start Data for this task

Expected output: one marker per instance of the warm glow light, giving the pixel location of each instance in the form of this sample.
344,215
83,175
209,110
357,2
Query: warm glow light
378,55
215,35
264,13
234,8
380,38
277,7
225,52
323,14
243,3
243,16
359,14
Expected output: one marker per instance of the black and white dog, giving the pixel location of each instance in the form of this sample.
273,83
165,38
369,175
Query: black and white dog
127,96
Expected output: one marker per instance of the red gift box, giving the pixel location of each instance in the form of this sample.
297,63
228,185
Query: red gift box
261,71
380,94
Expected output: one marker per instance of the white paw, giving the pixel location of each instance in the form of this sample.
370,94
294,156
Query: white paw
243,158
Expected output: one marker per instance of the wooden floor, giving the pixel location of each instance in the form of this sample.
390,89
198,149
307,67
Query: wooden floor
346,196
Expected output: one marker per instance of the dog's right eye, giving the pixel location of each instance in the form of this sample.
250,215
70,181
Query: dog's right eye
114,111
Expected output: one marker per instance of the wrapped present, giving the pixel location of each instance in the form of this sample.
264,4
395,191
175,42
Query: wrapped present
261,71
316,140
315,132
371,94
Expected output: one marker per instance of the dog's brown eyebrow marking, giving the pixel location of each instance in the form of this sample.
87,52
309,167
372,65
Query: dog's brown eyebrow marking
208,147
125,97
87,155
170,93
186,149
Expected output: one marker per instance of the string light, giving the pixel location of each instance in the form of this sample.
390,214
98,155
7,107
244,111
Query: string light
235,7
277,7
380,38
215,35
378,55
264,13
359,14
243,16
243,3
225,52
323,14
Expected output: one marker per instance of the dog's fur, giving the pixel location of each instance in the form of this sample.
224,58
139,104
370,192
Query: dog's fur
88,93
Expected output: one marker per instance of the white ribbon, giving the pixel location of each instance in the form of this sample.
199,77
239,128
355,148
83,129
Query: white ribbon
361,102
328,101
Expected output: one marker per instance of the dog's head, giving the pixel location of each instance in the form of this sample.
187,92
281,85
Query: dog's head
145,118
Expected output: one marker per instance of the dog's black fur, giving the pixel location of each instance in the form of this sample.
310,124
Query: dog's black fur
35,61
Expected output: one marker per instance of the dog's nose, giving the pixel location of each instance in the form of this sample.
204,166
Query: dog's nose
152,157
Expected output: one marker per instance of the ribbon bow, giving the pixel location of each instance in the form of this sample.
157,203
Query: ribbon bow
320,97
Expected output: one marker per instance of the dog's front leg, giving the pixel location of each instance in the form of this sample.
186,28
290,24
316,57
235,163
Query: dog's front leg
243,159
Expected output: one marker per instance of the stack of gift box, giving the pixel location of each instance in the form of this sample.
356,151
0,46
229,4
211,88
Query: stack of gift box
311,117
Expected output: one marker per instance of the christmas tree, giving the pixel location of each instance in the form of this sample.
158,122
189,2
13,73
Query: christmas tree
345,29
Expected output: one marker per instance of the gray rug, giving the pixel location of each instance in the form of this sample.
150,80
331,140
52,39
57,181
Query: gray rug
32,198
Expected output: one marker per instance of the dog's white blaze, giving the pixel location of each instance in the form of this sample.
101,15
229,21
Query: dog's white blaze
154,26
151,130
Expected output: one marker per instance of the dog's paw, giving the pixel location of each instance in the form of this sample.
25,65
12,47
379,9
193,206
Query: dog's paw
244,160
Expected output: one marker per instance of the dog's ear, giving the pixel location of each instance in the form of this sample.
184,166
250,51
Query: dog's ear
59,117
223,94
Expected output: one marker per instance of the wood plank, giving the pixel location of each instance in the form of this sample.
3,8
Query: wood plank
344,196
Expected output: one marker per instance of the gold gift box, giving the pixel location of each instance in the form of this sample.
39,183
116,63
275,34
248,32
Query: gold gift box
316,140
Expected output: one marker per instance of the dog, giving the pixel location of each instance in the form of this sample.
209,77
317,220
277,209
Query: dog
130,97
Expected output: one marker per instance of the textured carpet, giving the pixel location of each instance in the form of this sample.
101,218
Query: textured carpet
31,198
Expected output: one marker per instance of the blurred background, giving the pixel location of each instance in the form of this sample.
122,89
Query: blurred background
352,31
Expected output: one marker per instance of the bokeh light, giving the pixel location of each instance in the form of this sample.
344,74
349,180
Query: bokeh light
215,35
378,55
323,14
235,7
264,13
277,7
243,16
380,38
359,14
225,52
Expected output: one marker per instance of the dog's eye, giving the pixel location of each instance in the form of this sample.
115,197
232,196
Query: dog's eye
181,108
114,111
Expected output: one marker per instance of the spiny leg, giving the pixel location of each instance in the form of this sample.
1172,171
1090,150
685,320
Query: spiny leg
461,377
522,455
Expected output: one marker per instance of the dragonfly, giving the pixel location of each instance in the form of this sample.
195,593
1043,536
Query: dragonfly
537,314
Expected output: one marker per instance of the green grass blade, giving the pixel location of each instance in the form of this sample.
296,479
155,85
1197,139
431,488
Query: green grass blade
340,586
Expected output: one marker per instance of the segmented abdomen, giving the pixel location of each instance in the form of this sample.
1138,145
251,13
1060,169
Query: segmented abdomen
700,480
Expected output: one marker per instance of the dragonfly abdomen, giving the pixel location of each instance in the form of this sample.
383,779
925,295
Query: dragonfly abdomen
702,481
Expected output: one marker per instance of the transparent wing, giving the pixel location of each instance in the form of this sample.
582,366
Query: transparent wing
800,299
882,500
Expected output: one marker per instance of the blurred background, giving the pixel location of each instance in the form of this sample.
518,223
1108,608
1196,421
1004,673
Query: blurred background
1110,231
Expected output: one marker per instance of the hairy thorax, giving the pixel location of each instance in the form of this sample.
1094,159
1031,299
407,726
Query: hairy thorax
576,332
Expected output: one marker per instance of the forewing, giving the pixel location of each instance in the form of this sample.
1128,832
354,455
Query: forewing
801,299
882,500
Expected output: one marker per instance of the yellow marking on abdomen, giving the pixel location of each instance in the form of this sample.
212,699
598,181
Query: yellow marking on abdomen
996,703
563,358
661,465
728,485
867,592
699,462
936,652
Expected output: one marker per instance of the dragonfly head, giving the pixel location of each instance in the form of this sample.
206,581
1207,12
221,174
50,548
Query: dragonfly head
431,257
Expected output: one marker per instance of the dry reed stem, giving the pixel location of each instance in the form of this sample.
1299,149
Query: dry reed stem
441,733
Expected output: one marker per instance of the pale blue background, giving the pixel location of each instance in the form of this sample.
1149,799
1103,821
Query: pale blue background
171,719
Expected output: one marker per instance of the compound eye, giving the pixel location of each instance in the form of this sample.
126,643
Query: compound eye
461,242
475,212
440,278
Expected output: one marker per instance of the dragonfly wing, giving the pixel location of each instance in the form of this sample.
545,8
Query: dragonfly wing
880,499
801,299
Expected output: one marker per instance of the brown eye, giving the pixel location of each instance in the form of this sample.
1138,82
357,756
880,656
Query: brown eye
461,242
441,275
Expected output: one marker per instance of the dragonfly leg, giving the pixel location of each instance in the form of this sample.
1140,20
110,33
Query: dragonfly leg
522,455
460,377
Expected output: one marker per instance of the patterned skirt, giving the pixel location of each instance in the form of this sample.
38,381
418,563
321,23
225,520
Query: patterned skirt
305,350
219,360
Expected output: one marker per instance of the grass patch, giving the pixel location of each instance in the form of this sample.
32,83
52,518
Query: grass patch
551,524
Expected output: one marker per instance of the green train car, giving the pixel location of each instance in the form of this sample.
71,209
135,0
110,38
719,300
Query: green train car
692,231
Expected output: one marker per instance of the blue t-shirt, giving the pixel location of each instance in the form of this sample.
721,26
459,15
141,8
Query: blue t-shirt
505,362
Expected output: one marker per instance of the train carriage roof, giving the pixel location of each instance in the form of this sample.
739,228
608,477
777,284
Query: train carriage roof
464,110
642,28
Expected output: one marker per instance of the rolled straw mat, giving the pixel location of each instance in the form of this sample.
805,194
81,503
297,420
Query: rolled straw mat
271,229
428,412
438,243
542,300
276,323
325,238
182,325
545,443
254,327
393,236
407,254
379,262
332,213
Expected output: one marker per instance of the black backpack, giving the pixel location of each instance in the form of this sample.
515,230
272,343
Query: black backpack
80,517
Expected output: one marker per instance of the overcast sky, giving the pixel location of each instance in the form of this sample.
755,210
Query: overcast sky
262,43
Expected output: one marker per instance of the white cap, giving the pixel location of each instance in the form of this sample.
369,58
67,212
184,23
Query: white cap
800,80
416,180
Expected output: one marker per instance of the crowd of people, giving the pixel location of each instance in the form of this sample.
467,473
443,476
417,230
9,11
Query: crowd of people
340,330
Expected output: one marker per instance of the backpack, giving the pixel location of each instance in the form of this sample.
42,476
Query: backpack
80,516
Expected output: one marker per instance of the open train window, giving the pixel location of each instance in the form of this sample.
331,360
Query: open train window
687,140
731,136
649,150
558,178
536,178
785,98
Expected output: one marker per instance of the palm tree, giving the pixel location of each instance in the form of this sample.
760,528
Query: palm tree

end Data for this task

● **Your task**
Starting at the line that contains "Expected output: one marker per instance of the palm" and ending with the last line of the material, write those lines out again with "palm tree" swapped for "coconut palm" and nothing else changed.

● **Worked solution**
Expected output: one marker per instance of the coconut palm, giving the pixel location of each instance in the form of this sample.
760,528
Query: coconut palm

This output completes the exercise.